**Working data**
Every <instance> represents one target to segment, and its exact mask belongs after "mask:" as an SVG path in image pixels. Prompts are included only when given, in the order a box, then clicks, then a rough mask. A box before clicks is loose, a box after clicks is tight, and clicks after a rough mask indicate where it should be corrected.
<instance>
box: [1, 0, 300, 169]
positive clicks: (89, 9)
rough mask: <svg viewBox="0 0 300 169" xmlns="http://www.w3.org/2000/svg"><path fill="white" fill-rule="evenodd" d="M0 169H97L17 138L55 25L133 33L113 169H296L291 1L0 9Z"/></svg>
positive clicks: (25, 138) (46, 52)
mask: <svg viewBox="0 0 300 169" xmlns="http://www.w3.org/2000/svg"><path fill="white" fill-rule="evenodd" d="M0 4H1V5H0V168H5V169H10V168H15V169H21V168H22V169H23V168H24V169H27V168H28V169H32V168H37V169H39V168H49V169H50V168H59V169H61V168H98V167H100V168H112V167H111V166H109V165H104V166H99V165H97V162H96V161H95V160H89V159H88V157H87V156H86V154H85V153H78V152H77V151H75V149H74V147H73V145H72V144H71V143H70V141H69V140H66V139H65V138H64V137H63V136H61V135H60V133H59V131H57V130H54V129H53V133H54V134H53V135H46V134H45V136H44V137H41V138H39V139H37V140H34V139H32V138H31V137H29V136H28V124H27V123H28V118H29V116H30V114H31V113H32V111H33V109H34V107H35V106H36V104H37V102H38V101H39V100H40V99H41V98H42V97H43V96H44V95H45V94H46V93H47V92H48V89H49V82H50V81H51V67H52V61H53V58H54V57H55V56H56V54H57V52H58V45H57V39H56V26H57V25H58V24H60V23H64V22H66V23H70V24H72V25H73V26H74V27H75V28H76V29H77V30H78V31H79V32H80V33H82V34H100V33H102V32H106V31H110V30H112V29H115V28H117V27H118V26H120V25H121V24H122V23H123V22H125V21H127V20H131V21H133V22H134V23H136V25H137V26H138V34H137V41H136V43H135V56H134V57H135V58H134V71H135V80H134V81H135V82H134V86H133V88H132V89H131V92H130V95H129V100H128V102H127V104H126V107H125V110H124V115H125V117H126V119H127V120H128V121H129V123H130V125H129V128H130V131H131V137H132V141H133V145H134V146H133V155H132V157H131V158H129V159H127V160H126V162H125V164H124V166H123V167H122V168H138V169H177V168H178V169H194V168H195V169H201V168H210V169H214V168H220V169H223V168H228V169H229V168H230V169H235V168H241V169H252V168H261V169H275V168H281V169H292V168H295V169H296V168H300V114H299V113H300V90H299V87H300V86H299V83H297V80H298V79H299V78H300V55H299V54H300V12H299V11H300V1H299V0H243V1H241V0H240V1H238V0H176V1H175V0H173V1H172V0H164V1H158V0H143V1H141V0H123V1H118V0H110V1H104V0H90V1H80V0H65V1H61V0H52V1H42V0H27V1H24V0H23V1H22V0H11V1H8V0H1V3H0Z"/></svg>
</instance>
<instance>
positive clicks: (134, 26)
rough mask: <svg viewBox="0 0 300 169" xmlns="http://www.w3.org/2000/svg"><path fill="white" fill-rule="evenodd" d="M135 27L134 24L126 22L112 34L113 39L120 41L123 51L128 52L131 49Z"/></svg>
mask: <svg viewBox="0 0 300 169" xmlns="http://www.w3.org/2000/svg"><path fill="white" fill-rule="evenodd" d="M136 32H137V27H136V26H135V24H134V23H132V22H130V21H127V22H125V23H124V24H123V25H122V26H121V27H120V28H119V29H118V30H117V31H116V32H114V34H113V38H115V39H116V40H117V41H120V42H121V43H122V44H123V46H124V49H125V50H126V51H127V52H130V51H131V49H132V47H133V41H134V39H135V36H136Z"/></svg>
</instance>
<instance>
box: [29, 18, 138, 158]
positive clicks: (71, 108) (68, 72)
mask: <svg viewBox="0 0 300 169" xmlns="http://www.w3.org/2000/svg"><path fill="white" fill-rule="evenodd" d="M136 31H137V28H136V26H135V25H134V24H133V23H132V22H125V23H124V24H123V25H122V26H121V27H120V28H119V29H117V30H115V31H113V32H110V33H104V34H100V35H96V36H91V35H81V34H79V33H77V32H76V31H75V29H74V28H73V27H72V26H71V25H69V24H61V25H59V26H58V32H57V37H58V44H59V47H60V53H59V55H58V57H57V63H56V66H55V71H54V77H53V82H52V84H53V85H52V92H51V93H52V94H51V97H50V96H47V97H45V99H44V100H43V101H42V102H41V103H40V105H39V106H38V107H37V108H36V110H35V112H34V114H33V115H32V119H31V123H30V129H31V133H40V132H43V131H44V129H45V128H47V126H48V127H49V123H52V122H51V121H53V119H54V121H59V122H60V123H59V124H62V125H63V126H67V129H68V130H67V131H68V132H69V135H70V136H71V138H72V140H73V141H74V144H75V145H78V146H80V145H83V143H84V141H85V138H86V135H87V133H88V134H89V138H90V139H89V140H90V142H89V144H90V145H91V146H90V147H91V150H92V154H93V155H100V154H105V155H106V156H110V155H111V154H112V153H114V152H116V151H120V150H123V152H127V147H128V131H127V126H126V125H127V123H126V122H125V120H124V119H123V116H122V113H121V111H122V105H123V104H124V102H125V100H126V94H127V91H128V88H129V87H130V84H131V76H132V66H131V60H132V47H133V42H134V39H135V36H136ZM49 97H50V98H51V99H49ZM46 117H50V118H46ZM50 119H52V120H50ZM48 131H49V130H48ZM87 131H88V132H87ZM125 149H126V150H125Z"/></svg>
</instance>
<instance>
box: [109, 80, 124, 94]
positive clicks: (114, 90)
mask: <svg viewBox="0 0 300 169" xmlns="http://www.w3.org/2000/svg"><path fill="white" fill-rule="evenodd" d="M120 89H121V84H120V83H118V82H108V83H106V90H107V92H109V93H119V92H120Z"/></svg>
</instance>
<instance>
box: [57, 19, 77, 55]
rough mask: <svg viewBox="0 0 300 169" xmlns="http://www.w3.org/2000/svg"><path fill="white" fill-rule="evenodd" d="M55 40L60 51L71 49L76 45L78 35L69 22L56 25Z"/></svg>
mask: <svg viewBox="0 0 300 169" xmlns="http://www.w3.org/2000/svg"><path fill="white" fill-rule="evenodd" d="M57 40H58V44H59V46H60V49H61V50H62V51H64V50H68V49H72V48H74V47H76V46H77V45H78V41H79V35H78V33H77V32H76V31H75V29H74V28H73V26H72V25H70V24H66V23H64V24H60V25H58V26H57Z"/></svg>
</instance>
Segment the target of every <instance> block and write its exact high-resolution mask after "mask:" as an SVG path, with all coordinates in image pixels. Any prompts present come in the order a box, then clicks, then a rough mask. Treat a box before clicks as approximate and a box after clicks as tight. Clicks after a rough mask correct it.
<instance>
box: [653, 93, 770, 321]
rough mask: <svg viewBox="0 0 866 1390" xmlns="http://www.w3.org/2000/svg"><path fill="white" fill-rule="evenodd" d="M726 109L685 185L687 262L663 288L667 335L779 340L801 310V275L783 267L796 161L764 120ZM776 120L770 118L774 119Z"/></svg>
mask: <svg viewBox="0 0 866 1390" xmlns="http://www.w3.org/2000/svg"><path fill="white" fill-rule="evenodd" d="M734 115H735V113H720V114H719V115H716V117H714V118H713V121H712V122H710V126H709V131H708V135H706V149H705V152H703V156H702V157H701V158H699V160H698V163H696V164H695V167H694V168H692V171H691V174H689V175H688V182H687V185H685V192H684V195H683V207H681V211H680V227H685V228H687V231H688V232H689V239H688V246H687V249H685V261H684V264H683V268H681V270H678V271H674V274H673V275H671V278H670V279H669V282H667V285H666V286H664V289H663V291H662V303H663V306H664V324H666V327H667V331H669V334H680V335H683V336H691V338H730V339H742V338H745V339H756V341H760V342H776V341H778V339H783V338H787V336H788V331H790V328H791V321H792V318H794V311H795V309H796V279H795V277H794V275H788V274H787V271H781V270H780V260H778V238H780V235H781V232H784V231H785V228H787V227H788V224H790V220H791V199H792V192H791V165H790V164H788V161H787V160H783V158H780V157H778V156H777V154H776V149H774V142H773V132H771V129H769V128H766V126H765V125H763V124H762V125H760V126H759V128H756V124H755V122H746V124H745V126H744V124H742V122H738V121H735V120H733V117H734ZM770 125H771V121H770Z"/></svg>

**What is being asked**
Please set down again, word for word, only the lines from the start of the entries through the line with "169H97L17 138L55 25L133", both ends included.

**Response area**
Every <instance> represents one target to segment, and its exact mask belongs after "mask:" as an SVG path in image pixels. Prompts are included only when given, in the order a box, then clicks, then a rough mask. A box before clicks is loose, a box after clicks is tight, and clicks after a rough mask indicate where it should be corrected.
<instance>
box: [1, 0, 300, 169]
positive clicks: (89, 9)
rough mask: <svg viewBox="0 0 300 169" xmlns="http://www.w3.org/2000/svg"><path fill="white" fill-rule="evenodd" d="M0 169H97L17 138L55 25L133 33L113 169H296L291 1L0 9Z"/></svg>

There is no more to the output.